_Aufgabenstellung_. Gib alle Zeilen der folgenden Datensätze vollständig wieder, auch die Zeilen mit den Abfragen, und erhöhe dabei jeden x- und y-Wert der Koordinaten in den Antworten um 20. Die Bilder lässt du in deiner Antwort weg.

Auszüge aus Punktannotationsdaten:
※
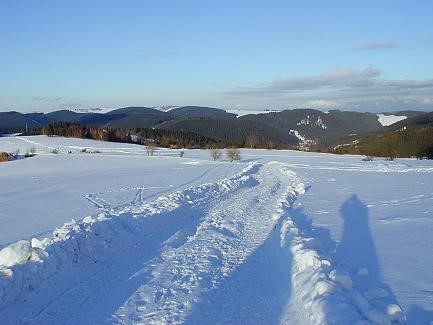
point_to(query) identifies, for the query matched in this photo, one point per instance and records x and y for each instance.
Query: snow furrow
(29, 266)
(235, 251)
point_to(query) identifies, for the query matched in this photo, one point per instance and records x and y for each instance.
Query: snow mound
(322, 287)
(26, 266)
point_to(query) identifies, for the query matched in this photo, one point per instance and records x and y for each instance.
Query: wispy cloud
(154, 55)
(375, 46)
(341, 88)
(46, 99)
※
_Antwort_.
point_to(query) identifies, for the query matched in this photo, one point per instance and records x and y for each instance.
Query: snow furrow
(49, 286)
(255, 271)
point_to(query) identifies, for the query matched in this photo, one point per instance and records x and y for each instance.
Query: snow mound
(342, 307)
(46, 286)
point_to(query) identifies, for the query matched in this photo, one point per instance and records x and y for each instance.
Query: wispy cloud
(174, 75)
(395, 66)
(361, 108)
(66, 119)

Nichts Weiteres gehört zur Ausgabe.